*TO DO*. Retype the records below so that each one matches exactly.

Saved entries:
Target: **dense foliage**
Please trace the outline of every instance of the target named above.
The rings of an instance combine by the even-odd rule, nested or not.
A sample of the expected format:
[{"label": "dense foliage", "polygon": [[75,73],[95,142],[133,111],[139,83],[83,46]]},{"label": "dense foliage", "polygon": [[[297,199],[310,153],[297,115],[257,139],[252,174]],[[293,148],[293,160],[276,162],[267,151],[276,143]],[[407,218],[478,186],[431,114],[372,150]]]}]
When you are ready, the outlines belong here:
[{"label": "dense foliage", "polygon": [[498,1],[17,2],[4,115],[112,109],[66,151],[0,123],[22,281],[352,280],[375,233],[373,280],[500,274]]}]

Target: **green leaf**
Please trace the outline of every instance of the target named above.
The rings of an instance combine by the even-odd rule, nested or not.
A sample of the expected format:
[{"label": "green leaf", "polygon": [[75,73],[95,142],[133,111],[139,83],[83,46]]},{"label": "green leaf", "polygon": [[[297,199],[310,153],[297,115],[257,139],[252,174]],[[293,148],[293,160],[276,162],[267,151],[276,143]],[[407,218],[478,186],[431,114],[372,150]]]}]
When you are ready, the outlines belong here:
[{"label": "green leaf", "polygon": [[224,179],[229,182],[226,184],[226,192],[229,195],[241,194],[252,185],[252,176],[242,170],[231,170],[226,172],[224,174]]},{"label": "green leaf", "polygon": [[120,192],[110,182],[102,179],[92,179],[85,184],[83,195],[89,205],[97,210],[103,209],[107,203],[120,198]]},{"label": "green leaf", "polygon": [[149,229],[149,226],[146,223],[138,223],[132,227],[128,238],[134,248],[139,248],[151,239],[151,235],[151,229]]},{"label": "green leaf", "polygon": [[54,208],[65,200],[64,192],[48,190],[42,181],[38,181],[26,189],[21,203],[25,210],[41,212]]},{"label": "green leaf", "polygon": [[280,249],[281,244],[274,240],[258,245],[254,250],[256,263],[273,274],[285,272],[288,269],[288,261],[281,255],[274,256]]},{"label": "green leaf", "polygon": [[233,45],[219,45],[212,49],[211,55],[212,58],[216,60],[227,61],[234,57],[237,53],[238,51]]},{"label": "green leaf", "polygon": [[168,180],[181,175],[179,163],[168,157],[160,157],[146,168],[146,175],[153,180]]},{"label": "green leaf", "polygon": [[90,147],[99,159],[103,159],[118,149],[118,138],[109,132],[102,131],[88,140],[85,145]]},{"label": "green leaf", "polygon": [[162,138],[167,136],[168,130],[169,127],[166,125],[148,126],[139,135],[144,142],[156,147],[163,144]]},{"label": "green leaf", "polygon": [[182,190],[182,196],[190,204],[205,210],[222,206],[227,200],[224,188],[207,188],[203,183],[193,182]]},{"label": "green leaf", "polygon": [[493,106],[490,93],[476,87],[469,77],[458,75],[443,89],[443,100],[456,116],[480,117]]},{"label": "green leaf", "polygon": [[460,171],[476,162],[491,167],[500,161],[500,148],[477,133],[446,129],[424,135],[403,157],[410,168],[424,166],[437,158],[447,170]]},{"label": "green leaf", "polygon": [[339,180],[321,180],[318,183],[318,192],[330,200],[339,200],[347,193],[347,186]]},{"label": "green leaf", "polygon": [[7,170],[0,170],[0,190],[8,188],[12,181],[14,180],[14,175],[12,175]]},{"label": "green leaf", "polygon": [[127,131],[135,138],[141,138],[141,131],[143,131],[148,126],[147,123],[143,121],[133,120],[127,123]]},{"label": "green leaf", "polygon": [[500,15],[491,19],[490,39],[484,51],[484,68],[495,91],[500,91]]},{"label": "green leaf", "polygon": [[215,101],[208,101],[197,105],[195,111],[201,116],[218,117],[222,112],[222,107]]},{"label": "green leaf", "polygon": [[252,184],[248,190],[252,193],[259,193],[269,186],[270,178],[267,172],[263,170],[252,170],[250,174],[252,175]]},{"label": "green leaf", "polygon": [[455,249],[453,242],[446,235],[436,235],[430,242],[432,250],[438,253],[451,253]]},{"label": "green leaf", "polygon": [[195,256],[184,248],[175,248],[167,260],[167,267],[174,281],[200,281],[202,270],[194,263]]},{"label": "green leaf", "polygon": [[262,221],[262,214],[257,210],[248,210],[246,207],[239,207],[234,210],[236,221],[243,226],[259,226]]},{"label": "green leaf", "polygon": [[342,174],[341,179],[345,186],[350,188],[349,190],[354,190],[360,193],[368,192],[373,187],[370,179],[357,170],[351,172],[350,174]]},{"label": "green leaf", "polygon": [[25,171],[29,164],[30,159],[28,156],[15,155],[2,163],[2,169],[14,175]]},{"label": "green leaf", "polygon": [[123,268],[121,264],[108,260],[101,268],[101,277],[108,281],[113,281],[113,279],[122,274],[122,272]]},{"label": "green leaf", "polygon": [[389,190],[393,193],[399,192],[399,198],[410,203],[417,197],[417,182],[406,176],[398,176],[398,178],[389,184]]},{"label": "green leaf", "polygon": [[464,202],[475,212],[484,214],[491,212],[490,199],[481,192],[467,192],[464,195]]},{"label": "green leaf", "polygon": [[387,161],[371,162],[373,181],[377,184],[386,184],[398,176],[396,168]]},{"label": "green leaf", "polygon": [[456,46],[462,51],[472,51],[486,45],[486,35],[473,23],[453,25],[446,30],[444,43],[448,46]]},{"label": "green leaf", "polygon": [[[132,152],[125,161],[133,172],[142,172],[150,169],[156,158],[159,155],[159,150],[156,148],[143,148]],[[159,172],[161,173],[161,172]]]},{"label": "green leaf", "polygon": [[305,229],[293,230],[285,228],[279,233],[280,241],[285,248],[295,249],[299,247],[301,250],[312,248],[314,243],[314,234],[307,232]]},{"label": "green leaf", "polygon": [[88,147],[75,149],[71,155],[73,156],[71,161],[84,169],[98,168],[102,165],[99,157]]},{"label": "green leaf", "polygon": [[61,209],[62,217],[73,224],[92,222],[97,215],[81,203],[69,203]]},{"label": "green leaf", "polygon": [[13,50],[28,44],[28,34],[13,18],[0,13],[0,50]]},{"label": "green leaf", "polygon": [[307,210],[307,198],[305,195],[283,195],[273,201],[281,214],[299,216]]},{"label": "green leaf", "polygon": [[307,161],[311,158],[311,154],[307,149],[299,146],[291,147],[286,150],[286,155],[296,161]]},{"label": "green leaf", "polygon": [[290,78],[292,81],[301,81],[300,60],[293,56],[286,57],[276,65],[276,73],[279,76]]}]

*FINAL ANSWER*.
Target: **dense foliage**
Please trace the outline of every instance of the target named above.
The rings of an instance combine by the even-odd rule, nested or not.
A sample of the expected format:
[{"label": "dense foliage", "polygon": [[75,73],[95,142],[133,111],[139,83],[83,46]]},{"label": "dense foliage", "polygon": [[[297,199],[310,153],[297,115],[257,139],[252,174]],[[293,148],[293,160],[276,162],[267,151],[276,143]],[[407,218],[478,186],[431,114],[372,150]]]}]
When you are ready, the outlines belong here:
[{"label": "dense foliage", "polygon": [[498,1],[17,2],[4,115],[112,109],[66,151],[0,123],[22,281],[352,280],[375,233],[373,280],[500,274]]}]

Target: **green leaf**
Please trace the outline of every instance of the target named above.
The rings of an instance combine by the even-odd rule, nested or not.
A sample of the expected format:
[{"label": "green leaf", "polygon": [[75,73],[95,142],[133,111],[139,83],[83,46]]},{"label": "green leaf", "polygon": [[[297,199],[310,153],[297,115],[257,139],[252,174]],[[293,148],[293,160],[276,162],[267,151],[276,143]],[[407,218],[478,186],[431,114],[372,150]]]}]
When you are ready, the outlines belong here:
[{"label": "green leaf", "polygon": [[224,179],[229,182],[226,184],[226,192],[229,195],[241,194],[252,185],[252,176],[242,170],[231,170],[226,172],[224,174]]},{"label": "green leaf", "polygon": [[120,192],[110,182],[102,179],[92,179],[85,184],[83,195],[89,205],[97,210],[103,209],[107,203],[120,198]]},{"label": "green leaf", "polygon": [[149,229],[149,226],[146,223],[138,223],[132,227],[128,238],[134,248],[139,248],[151,239],[151,235],[151,229]]},{"label": "green leaf", "polygon": [[54,208],[65,200],[64,192],[48,190],[42,181],[38,181],[26,189],[21,203],[25,210],[41,212]]},{"label": "green leaf", "polygon": [[280,249],[281,244],[274,240],[258,245],[254,250],[256,263],[273,274],[285,272],[288,269],[288,261],[281,255],[274,256]]},{"label": "green leaf", "polygon": [[233,45],[219,45],[212,49],[211,55],[212,58],[216,60],[227,61],[234,57],[237,53],[238,51]]},{"label": "green leaf", "polygon": [[168,180],[181,175],[179,163],[168,157],[160,157],[146,168],[146,175],[153,180]]},{"label": "green leaf", "polygon": [[90,147],[99,159],[103,159],[118,149],[118,138],[109,132],[102,131],[88,140],[85,145]]},{"label": "green leaf", "polygon": [[162,138],[167,136],[168,130],[169,127],[166,125],[148,126],[139,135],[144,142],[156,147],[163,144]]},{"label": "green leaf", "polygon": [[182,190],[182,196],[190,204],[205,210],[222,206],[227,200],[224,188],[207,188],[203,183],[193,182]]},{"label": "green leaf", "polygon": [[493,106],[490,93],[476,87],[469,77],[458,75],[443,89],[443,100],[456,116],[480,117]]},{"label": "green leaf", "polygon": [[460,171],[476,162],[491,167],[500,161],[500,148],[477,133],[446,129],[424,135],[403,157],[410,168],[424,166],[437,158],[447,170]]},{"label": "green leaf", "polygon": [[339,180],[321,180],[318,183],[318,192],[330,200],[339,200],[347,193],[347,186]]},{"label": "green leaf", "polygon": [[7,170],[0,170],[0,190],[8,188],[12,181],[14,180],[14,175],[12,175]]},{"label": "green leaf", "polygon": [[127,131],[135,138],[141,138],[141,131],[143,131],[148,126],[147,123],[143,121],[133,120],[127,123]]},{"label": "green leaf", "polygon": [[500,15],[491,19],[490,39],[484,51],[484,68],[495,91],[500,91]]},{"label": "green leaf", "polygon": [[215,101],[208,101],[197,105],[195,111],[201,116],[218,117],[222,112],[222,107]]},{"label": "green leaf", "polygon": [[252,184],[248,190],[252,193],[259,193],[269,186],[270,178],[267,172],[263,170],[252,170],[250,174],[252,175]]},{"label": "green leaf", "polygon": [[455,249],[453,242],[446,235],[436,235],[430,242],[432,250],[438,253],[451,253]]},{"label": "green leaf", "polygon": [[195,256],[184,248],[175,248],[167,260],[167,267],[174,281],[200,281],[202,270],[194,263]]},{"label": "green leaf", "polygon": [[262,221],[262,214],[257,210],[248,210],[246,207],[239,207],[234,210],[236,221],[243,226],[259,226]]},{"label": "green leaf", "polygon": [[342,174],[341,179],[345,186],[350,188],[349,190],[354,190],[360,193],[368,192],[373,187],[370,179],[357,170],[351,172],[350,174]]},{"label": "green leaf", "polygon": [[25,171],[29,164],[30,159],[28,156],[15,155],[2,163],[2,169],[14,175]]},{"label": "green leaf", "polygon": [[123,268],[121,264],[108,260],[101,268],[101,277],[108,281],[113,281],[113,279],[122,274],[122,272]]},{"label": "green leaf", "polygon": [[389,190],[393,193],[399,192],[399,198],[410,203],[417,197],[417,182],[406,176],[398,176],[398,178],[389,184]]},{"label": "green leaf", "polygon": [[464,202],[475,212],[484,214],[491,212],[490,199],[481,192],[467,192],[464,195]]},{"label": "green leaf", "polygon": [[387,161],[371,162],[373,181],[377,184],[386,184],[398,176],[396,168]]},{"label": "green leaf", "polygon": [[456,46],[462,51],[472,51],[486,45],[486,35],[473,23],[453,25],[446,30],[444,43],[448,46]]},{"label": "green leaf", "polygon": [[[132,152],[125,161],[133,172],[142,172],[150,169],[156,158],[159,155],[159,150],[156,148],[143,148]],[[159,172],[161,173],[161,172]]]},{"label": "green leaf", "polygon": [[305,229],[293,230],[285,228],[279,233],[280,241],[285,248],[295,249],[299,247],[301,250],[312,248],[314,243],[314,234],[307,232]]},{"label": "green leaf", "polygon": [[88,147],[75,149],[71,155],[73,156],[71,161],[84,169],[98,168],[102,165],[99,157]]},{"label": "green leaf", "polygon": [[61,209],[62,217],[73,224],[92,222],[97,215],[81,203],[69,203]]},{"label": "green leaf", "polygon": [[13,50],[28,44],[28,34],[13,18],[0,13],[0,50]]},{"label": "green leaf", "polygon": [[307,210],[307,198],[305,195],[283,195],[273,201],[281,214],[299,216]]},{"label": "green leaf", "polygon": [[307,161],[311,158],[311,154],[307,149],[299,146],[291,147],[286,150],[286,155],[296,161]]},{"label": "green leaf", "polygon": [[290,78],[292,81],[301,81],[300,60],[293,56],[286,57],[276,65],[276,73],[279,76]]}]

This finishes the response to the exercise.